** BEGIN Page excerpt **

3. Limitation of Amendments.

3.1 The amendments set forth in Section 2, above, are effective for the purposes set forth herein and shall be limited precisely as written and shall not be deemed to (a) be a consent to any amendment, waiver or modification of any other term or condition of any Loan Document, or (b) otherwise prejudice any right or remedy which Bank may now have or may have in the future under or in connection with any Loan Document.

3.2 This Amendment shall be construed in connection with and as part of the Loan Documents and all terms, conditions, representations, warranties, covenants and agreements set forth in the Loan Documents, except as herein amended, are hereby ratified and confirmed and shall remain in full force and effect.

4. Representations and Warranties. To induce Bank to enter into this Amendment, Borrower hereby represents and warrants to Bank as follows:

4.1 Immediately after giving effect to this Amendment (a) the representations and warranties contained in the Loan Documents are true, accurate and complete in all material respects as of the date hereof (except to the extent such representations and warranties relate to an earlier date, in which case they are true and correct as of such date), and (b) no Event of Default has occurred and is continuing;

4.2 Borrower has the power and authority to execute and deliver this Amendment and to perform its obligations under the Loan Agreement, as amended by this Amendment;

4.3 The organizational documents of Borrower previously delivered to Bank on the Effective Date remain true, accurate and complete and have not been amended, supplemented or restated and are and continue to be in full force and effect;

4.4 The execution and delivery by Borrower of this Amendment and the performance by Borrower of its obligations under the Loan Agreement, as amended by this Amendment, have been duly authorized;

4.5 The execution and delivery by Borrower of this Amendment and the performance by Borrower of its obligations under the Loan Agreement, as amended by this Amendment, do not and will not contravene (a) any law or regulation binding on or affecting Borrower, (b) any contractual restriction with a Person binding on Borrower, (c) any order, judgment or decree of any court or other governmental or public body or authority, or subdivision thereof, binding on Borrower, or (d) the organizational documents of Borrower;

4.6 The execution and delivery by Borrower of this Amendment and the performance by Borrower of its obligations under the Loan Agreement, as amended by this Amendment, do not require any order, consent, approval, license, authorization or validation of, or filing, recording or registration with, or exemption by any governmental or public body or authority, or subdivision thereof, binding on either Borrower, except as already has been obtained or made; and

4.7 This Amendment has been duly executed and delivered by Borrower and is the binding obligation of Borrower, enforceable against Borrower in accordance with its terms, except as such enforceability may be limited by bankruptcy, insolvency, reorganization, liquidation, moratorium or other similar laws of general application and equitable principles relating to or affecting creditors’ rights.

** END Page excerpt **
** BEGIN Stored data **

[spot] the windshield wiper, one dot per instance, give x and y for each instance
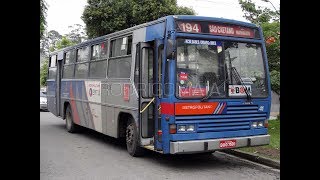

** END Stored data **

Task requirements>
**A)** Answer each question about the loan amendment excerpt:
(i) According to 3.2, the Amendment is to be construed as part of what?
(ii) On what date were the Borrower's organizational documents previously delivered to Bank?
(iii) Besides laws of general application such as bankruptcy and insolvency, what else may limit the enforceability of the Amendment under 4.7?
**B)** From the loan amendment excerpt, output the stretch from "4.7 This Amendment" through "affecting creditors’ rights.", word for word.

Outputs>
**A)**
(i) The Loan Documents.
(ii) The Effective Date.
(iii) Equitable principles relating to or affecting creditors’ rights.

**B)**
4.7 This Amendment has been duly executed and delivered by Borrower and is the binding obligation of Borrower, enforceable against Borrower in accordance with its terms, except as such enforceability may be limited by bankruptcy, insolvency, reorganization, liquidation, moratorium or other similar laws of general application and equitable principles relating to or affecting creditors’ rights.